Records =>
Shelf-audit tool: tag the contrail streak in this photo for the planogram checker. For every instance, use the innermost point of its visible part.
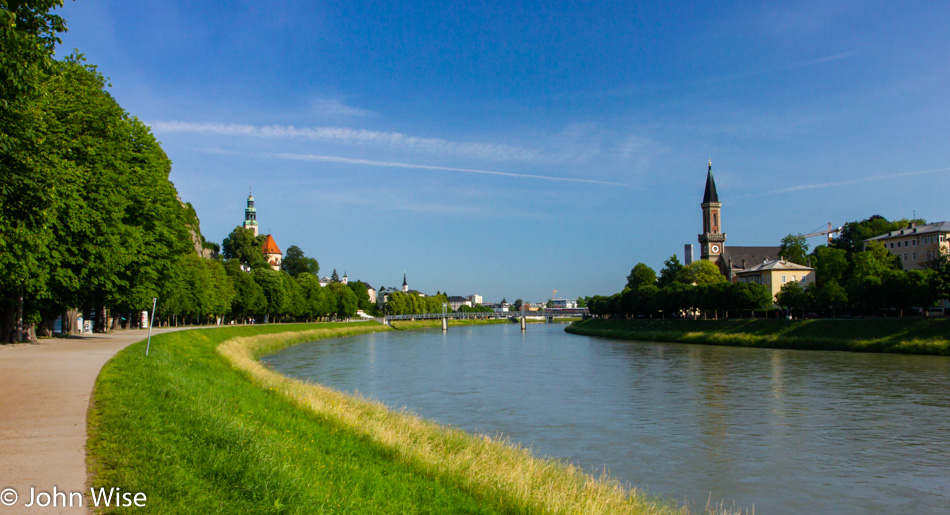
(856, 181)
(389, 164)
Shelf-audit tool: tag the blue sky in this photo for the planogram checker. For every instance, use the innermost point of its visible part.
(513, 148)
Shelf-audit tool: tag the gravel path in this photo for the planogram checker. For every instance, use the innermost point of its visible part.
(44, 396)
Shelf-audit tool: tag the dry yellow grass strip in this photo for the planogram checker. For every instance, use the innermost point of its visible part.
(502, 471)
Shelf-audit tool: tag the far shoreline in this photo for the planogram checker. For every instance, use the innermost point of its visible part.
(921, 336)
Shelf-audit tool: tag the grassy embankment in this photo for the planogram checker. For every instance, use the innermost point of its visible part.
(895, 335)
(202, 426)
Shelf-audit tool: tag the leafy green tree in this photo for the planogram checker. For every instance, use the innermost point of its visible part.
(792, 297)
(831, 264)
(701, 272)
(748, 296)
(241, 245)
(828, 296)
(296, 263)
(362, 294)
(670, 271)
(794, 248)
(273, 288)
(640, 275)
(249, 300)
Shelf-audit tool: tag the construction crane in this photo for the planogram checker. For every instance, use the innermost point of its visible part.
(828, 232)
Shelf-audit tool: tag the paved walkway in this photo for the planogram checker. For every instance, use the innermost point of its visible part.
(44, 396)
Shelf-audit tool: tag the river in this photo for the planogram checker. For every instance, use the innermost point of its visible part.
(782, 431)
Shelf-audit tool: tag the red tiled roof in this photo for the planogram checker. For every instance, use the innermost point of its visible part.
(270, 246)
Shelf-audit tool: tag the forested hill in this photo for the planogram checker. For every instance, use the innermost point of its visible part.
(88, 216)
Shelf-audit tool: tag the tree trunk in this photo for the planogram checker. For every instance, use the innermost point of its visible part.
(19, 317)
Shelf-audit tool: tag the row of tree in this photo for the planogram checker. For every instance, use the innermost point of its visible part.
(241, 286)
(88, 217)
(695, 290)
(90, 222)
(863, 279)
(851, 278)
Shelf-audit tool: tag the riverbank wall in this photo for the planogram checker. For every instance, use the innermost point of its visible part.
(894, 335)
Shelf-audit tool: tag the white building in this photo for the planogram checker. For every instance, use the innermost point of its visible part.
(916, 245)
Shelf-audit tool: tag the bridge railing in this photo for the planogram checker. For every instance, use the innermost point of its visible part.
(556, 313)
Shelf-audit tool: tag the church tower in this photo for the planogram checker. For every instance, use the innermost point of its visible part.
(712, 240)
(250, 215)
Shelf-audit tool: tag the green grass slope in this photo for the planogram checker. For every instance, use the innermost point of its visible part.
(197, 437)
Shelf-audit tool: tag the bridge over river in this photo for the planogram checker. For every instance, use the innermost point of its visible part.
(515, 316)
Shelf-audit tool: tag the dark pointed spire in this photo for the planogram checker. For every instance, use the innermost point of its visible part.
(710, 195)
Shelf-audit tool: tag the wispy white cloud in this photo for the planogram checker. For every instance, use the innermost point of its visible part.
(391, 164)
(840, 56)
(348, 136)
(337, 107)
(857, 181)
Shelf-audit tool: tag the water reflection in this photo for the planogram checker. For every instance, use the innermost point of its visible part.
(785, 431)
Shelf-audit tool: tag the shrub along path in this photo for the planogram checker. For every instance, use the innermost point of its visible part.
(44, 397)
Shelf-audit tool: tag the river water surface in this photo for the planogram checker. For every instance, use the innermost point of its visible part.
(779, 430)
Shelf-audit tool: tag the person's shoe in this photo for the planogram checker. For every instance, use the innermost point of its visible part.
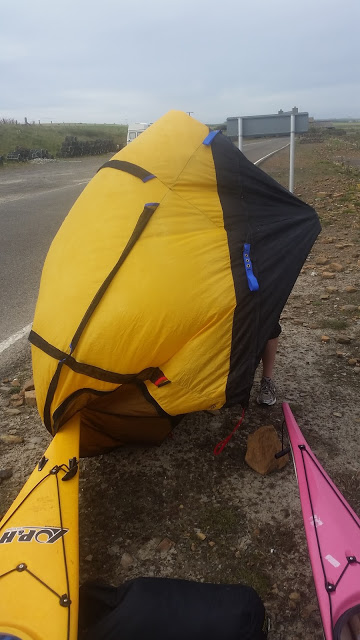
(267, 392)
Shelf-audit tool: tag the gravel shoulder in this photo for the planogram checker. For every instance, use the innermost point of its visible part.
(142, 510)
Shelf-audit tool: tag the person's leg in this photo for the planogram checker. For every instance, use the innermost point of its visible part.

Task brief => Could you reproduce every one of these rows above word for word, leaving the pictures out of your copy?

Complete response =>
Shelf-audit tool: tag the contrail streak in this photo for the planogram checker. For every instance, use the innermost point of its visible part.
(856, 181)
(389, 164)
Shelf-audit tool: tag the blue sky in this photo for the planogram checker. For every instance, use the innermost point of its visible part.
(513, 148)
Shelf-audit tool: tag the gravel path in this photo for the planogram checker. For every instance, use the innermost point of its visible part.
(44, 396)
Shelf-audit tool: tag the dry yellow grass strip in this photo for the planogram checker. For every instance, use the innermost point of its visible part.
(502, 471)
Shelf-audit tool: tag the far shoreline in this photo for the planogram checker. For every instance, use the innermost point of its visible part.
(921, 336)
Shelf-audit tool: tag the grassy embankment in this photo for the planogram checker. For every instance, use the innermost point of its visible part.
(895, 335)
(202, 426)
Shelf-audit tool: tag the leafy green tree in this photo for the planogram checker. For every instance, use the innermost point of its visible part.
(792, 297)
(831, 264)
(701, 272)
(748, 296)
(241, 245)
(828, 296)
(296, 263)
(362, 294)
(670, 271)
(794, 248)
(273, 288)
(640, 275)
(249, 300)
Shelf-audit tool: tag the construction crane in this photo for the planogram checker. For every instance, use the innermost point of its visible part.
(828, 232)
Shelf-audit tool: tag the paved walkway in this photo for the planogram checker. For every instance, use the innermost point of its visible part.
(44, 396)
Shelf-audit tool: tag the river in this photo for the planogram checker. For every instance, use the innermost point of its visible part.
(782, 431)
Shelf-audit tool: tag the red tiled roof in this photo for the planogram checker. For every instance, use the innermost point of its visible part.
(270, 246)
Shelf-audit tool: tag the forested hill in this photo for the planogram checker. For every instance, use the innermost point of its visible part.
(88, 216)
Shelf-audit tool: tag the tree trunk in this photo for the planogram checker. For every instance, use the innermost point of its visible part.
(19, 317)
Shelf-audit tool: tag the row of tree in this photo for the planogram checker. For every instance, use the innermost point of its visible part.
(241, 286)
(88, 217)
(695, 290)
(90, 222)
(863, 279)
(851, 278)
Shelf-audit tool: tag the riverbank wall in this photo for the planogram checker. For every instance, use the innermost point of its visible part.
(894, 335)
Shelf-audit tool: tag the white building in this photo for the planogram checker. For every instance, use the innermost point of its visible part.
(916, 245)
Shelf-audit tool: tag the bridge railing in this photo for the planogram checker. For every instance, use the innermost point of its visible part.
(556, 313)
Shelf-audit tool: tag the church tower in this photo for the planogram checker. For every instance, use the innermost point of its visible part.
(712, 240)
(250, 215)
Shelf-audit tool: tag the green grass slope in this photo for the planogram checker. For every instance, use the innermost point of its visible part.
(197, 437)
Shelf-audit tool: tag the bridge over river in this photo for the planogram checker. For every instance, use the innermost point of its visible part.
(515, 316)
Shelf-audit tool: tag the dark pointed spire in this photo for the planogram checker. For every instance, use the innermost point of its visible part.
(710, 195)
Shelf-audit tool: tag the wispy white cloud in this photo for the planogram checker. For every instance, use the innermost point of its visible part.
(391, 164)
(840, 56)
(348, 136)
(337, 107)
(857, 181)
Shelf-audit tool: tag the water reflection in this photo for the planogram checker. For every instance, use the innermost point of its visible part.
(785, 431)
Shelf-audit tool: tag the shrub along path in this photo for the planogram checker. For every instance, use the innermost point of its visible part.
(44, 397)
Shelf-audit tool: tag the river water surface in this photo for the planogram checker. For every instance, use the innermost point of its visible part.
(779, 430)
Shelf-audit tool: tag the person's shoe in this photo for the planogram checker. For every instance, use the innermost point of its visible part.
(267, 392)
Shelf-audit tool: tag the gravel shoulder in this photo for the planogram checker. For every instance, use the innermost point of its visible part.
(142, 510)
Shelf-audit tool: tag the person's leg in this photo for the planogram checker. For every instance, use the innermost point of its visible part.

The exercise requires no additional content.